━━━ Records shown ━━━

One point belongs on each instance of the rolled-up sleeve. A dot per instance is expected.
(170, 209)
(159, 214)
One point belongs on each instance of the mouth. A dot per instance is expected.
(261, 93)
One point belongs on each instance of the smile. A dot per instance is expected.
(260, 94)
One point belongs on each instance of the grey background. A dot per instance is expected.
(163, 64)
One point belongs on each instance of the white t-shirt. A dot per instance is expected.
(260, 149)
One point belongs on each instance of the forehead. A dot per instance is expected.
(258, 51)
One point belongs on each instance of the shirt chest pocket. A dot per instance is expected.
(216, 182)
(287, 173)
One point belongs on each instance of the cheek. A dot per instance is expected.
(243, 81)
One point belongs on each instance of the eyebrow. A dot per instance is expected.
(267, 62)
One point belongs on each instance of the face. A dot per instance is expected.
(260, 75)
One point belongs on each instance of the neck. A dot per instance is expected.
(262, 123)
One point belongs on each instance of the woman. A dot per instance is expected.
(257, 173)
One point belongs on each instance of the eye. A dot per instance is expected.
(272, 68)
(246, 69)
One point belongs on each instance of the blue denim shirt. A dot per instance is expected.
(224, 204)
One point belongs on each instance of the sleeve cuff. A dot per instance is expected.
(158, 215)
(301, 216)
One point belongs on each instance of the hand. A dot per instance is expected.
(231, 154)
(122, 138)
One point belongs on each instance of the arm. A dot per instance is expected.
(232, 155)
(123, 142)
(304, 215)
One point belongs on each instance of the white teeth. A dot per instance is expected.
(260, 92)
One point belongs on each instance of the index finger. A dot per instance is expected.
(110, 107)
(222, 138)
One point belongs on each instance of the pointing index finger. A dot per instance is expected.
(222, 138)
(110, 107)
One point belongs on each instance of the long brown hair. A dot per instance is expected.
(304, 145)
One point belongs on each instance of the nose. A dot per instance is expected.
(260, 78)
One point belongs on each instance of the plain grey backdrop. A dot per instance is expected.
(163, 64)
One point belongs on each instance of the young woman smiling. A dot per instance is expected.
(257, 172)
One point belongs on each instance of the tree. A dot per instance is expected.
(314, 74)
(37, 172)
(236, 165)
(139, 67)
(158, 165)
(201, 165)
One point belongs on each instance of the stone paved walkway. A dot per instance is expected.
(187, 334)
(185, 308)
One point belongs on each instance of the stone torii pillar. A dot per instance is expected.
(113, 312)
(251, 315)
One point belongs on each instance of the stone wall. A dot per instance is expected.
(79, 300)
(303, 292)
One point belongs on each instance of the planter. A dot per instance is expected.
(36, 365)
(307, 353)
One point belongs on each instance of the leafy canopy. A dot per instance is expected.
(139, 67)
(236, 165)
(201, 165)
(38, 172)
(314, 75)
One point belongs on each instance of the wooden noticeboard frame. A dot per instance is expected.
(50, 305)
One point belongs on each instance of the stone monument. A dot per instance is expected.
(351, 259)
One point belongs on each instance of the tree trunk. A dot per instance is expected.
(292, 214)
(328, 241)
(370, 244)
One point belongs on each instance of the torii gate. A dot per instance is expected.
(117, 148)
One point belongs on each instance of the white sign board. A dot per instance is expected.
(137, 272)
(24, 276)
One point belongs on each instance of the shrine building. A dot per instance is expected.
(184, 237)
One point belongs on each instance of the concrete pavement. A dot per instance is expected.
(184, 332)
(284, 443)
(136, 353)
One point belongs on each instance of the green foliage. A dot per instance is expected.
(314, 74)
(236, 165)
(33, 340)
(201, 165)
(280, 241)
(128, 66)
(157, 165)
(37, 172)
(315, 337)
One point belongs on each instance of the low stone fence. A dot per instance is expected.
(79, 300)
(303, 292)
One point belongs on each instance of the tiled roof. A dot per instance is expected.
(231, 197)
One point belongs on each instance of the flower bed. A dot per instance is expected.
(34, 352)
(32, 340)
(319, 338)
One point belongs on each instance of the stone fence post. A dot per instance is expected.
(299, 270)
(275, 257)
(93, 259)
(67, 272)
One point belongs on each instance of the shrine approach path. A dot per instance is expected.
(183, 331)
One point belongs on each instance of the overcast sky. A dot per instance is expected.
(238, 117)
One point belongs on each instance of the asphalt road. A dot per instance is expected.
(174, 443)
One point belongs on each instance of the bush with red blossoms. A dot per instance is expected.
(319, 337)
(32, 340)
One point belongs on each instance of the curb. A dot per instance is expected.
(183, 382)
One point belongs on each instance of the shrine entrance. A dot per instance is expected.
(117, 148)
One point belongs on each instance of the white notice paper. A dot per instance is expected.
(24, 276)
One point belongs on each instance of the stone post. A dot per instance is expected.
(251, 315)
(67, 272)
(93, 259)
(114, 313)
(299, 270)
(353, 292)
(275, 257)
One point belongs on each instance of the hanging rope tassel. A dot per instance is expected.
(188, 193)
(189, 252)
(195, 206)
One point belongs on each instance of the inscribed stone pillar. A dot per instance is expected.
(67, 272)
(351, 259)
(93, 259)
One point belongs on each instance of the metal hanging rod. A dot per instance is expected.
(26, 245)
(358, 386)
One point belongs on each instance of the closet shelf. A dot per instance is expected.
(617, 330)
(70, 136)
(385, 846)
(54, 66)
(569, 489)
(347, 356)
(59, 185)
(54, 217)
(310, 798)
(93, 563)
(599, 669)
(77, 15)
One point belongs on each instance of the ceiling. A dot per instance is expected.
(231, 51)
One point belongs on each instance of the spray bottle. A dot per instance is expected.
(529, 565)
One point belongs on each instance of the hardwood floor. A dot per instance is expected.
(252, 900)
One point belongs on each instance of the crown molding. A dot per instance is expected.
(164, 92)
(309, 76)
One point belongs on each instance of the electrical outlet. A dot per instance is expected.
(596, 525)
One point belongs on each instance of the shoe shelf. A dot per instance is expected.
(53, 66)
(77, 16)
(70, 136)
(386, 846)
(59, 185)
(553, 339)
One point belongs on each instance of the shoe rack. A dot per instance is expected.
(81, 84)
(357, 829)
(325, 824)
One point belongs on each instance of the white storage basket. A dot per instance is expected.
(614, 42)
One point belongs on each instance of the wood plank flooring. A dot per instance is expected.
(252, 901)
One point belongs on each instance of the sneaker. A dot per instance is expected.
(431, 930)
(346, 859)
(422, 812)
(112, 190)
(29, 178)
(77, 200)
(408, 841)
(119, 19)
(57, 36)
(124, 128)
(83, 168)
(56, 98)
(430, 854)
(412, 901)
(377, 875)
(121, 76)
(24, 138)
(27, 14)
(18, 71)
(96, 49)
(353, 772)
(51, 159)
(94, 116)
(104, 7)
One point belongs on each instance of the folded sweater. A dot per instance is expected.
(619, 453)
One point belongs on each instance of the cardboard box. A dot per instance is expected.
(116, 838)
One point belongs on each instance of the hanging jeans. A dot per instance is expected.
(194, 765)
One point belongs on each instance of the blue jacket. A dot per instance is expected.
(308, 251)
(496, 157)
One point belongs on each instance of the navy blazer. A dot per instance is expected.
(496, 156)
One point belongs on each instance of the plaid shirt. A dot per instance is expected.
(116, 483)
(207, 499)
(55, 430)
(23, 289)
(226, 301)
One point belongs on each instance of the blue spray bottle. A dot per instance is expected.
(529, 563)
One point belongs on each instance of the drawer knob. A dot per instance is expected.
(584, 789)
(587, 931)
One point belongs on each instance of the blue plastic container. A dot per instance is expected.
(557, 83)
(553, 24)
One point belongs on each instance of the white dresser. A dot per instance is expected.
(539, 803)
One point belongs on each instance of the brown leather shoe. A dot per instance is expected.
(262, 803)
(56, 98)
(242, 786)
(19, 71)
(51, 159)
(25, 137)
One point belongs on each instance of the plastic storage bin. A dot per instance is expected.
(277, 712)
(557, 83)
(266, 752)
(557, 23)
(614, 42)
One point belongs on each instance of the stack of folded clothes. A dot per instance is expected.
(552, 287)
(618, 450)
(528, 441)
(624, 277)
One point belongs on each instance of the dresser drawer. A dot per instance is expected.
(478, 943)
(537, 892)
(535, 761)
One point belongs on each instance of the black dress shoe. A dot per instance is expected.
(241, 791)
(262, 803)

━━━

## [Exercise instructions]
Quote everything in the records above, from the line containing "One point belongs on each instance of the brown" down to the end of the records, with both ends included.

## [Task output]
One point belongs on each instance of the brown leather shoe. A dot per instance is expected.
(262, 803)
(56, 98)
(242, 786)
(19, 71)
(51, 159)
(25, 137)
One point belongs on each instance of the plastic storage bin. A dot per instance is expected.
(277, 712)
(557, 83)
(266, 752)
(557, 23)
(614, 42)
One point belongs on each instance of the stack of folded clothes. A dot per instance is expected.
(552, 287)
(618, 450)
(528, 441)
(624, 277)
One point belongs on each instance of the dresser drawer. A dot per instance is expected.
(478, 943)
(537, 892)
(535, 761)
One point belongs on each instance of the black dress shoe. A dot per instance is expected.
(241, 791)
(262, 803)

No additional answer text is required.